RECORDS PROVIDED:
----
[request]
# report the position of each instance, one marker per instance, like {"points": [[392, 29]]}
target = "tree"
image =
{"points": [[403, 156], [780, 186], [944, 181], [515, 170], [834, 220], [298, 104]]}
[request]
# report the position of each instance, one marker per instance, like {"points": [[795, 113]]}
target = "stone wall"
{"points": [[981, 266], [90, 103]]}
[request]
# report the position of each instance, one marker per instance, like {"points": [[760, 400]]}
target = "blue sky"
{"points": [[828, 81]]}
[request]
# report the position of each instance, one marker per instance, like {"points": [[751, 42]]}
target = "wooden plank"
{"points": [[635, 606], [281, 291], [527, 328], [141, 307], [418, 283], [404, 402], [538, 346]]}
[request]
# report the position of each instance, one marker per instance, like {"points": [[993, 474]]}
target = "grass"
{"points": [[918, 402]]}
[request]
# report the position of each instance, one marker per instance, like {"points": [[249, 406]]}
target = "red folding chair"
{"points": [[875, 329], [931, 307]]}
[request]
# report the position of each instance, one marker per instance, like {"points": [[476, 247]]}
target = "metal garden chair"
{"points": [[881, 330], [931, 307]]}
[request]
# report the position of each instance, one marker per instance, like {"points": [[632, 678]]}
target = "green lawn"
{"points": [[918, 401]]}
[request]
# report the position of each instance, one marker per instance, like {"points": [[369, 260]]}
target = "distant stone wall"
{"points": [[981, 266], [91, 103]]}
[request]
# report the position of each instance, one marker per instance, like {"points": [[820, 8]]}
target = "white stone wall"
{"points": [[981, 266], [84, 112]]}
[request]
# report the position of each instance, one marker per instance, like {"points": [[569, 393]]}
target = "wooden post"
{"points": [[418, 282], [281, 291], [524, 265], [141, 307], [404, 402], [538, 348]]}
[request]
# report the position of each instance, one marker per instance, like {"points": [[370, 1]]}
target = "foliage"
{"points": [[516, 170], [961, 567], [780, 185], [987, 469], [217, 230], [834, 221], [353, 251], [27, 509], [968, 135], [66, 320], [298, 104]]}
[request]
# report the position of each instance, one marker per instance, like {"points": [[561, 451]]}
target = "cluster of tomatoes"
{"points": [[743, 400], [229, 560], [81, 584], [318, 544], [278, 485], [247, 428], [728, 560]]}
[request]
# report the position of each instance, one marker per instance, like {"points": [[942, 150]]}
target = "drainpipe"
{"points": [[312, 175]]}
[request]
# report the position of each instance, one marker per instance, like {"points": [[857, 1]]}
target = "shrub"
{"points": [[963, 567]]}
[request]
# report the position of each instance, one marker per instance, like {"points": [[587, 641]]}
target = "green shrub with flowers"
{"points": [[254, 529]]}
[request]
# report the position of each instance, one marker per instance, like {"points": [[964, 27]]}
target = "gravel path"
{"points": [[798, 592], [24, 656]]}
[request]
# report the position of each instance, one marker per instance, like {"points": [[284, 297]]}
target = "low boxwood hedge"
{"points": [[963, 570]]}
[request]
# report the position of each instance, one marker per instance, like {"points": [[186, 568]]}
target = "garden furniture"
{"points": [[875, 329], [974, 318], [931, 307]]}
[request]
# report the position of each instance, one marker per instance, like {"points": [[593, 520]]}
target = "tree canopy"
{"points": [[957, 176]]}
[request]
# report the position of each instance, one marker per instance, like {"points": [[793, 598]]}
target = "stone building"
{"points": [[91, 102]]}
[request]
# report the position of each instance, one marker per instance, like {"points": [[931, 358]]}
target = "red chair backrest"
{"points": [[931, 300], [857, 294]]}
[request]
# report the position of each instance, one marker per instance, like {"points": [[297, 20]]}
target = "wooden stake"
----
REQUIRED TASK: Extract the full set of entries word for word.

TASK RESULT:
[request]
# report the position of each instance, one marker per instance, like {"points": [[392, 29]]}
target = "tree"
image =
{"points": [[403, 156], [780, 186], [944, 181], [515, 170], [834, 220], [298, 104]]}
[request]
# report the position of each instance, one marker per instance, like {"points": [[795, 113]]}
target = "stone wall"
{"points": [[981, 266], [90, 103]]}
[request]
# report the position of each instance, one marker per instance, like {"points": [[760, 400]]}
target = "blue sky"
{"points": [[828, 81]]}
[request]
# report the position of each instance, one marker per instance, like {"points": [[751, 42]]}
target = "wooden plank"
{"points": [[635, 606], [281, 291], [527, 328], [141, 307], [418, 283], [404, 402], [538, 346]]}
[request]
# report the position of each instance, one marker per instance, like {"points": [[993, 474]]}
target = "grass"
{"points": [[918, 402]]}
[request]
# report the position of each instance, one marker per instance, like {"points": [[249, 406]]}
target = "red folding chair"
{"points": [[875, 329], [931, 307]]}
[request]
# report the position of each instance, one marker per instance, like {"points": [[476, 247]]}
target = "metal garden chair"
{"points": [[881, 330], [931, 307]]}
[request]
# report the position of each instance, one marker per instance, like {"points": [[632, 678]]}
target = "green lawn"
{"points": [[918, 401]]}
[request]
# report the position of each instance, one marker per instance, like {"points": [[369, 260]]}
target = "distant stone wall"
{"points": [[981, 266], [91, 103]]}
[request]
# report the position of each instance, one marker per instance, like {"points": [[820, 8]]}
target = "white stone wall"
{"points": [[981, 266], [84, 112]]}
[request]
# report the position of each instance, one marker per instance, like {"points": [[569, 393]]}
target = "wooden post"
{"points": [[418, 282], [281, 291], [524, 265], [141, 307], [404, 402], [538, 348]]}
[request]
# report the position of each instance, one marker per instance, like {"points": [[370, 1]]}
target = "foliage"
{"points": [[516, 170], [961, 567], [780, 185], [987, 469], [217, 230], [834, 221], [353, 251], [27, 509], [968, 135], [66, 320], [298, 104]]}
[request]
# report the position of each instance, one marker per instance, like {"points": [[561, 451]]}
target = "cluster of tomatoes"
{"points": [[743, 400], [229, 560], [81, 584], [318, 544], [278, 485], [247, 428], [728, 560]]}
[request]
# report the position of each instance, one marker per instance, like {"points": [[942, 150]]}
target = "drainpipe"
{"points": [[312, 175]]}
[request]
# report the position of each instance, one marker per instance, like {"points": [[857, 1]]}
target = "shrub"
{"points": [[963, 567]]}
[request]
# report the position of each instance, one marker per instance, like {"points": [[587, 641]]}
target = "green shrub with flowers"
{"points": [[254, 529]]}
[request]
# report the position of each instance, one marker per instance, like {"points": [[964, 27]]}
target = "gravel path"
{"points": [[798, 592], [24, 656]]}
[request]
# report the position of each instance, one marker per instance, like {"points": [[284, 297]]}
target = "low boxwood hedge"
{"points": [[963, 570]]}
[request]
# report the position of each instance, one marker per instance, like {"points": [[186, 568]]}
target = "garden furniture"
{"points": [[875, 329], [974, 318], [931, 307]]}
[request]
# report the position of each instance, one marker per instance, like {"points": [[593, 520]]}
target = "tree canopy"
{"points": [[957, 176]]}
[request]
# report the position of each instance, one marker per instance, like {"points": [[793, 598]]}
target = "stone building"
{"points": [[91, 102]]}
[request]
# report the position of each instance, one marker per instance, like {"points": [[931, 358]]}
target = "red chair backrest"
{"points": [[931, 300], [857, 294]]}
[request]
# report the position of each instance, one marker per instance, like {"points": [[297, 20]]}
target = "wooden stake"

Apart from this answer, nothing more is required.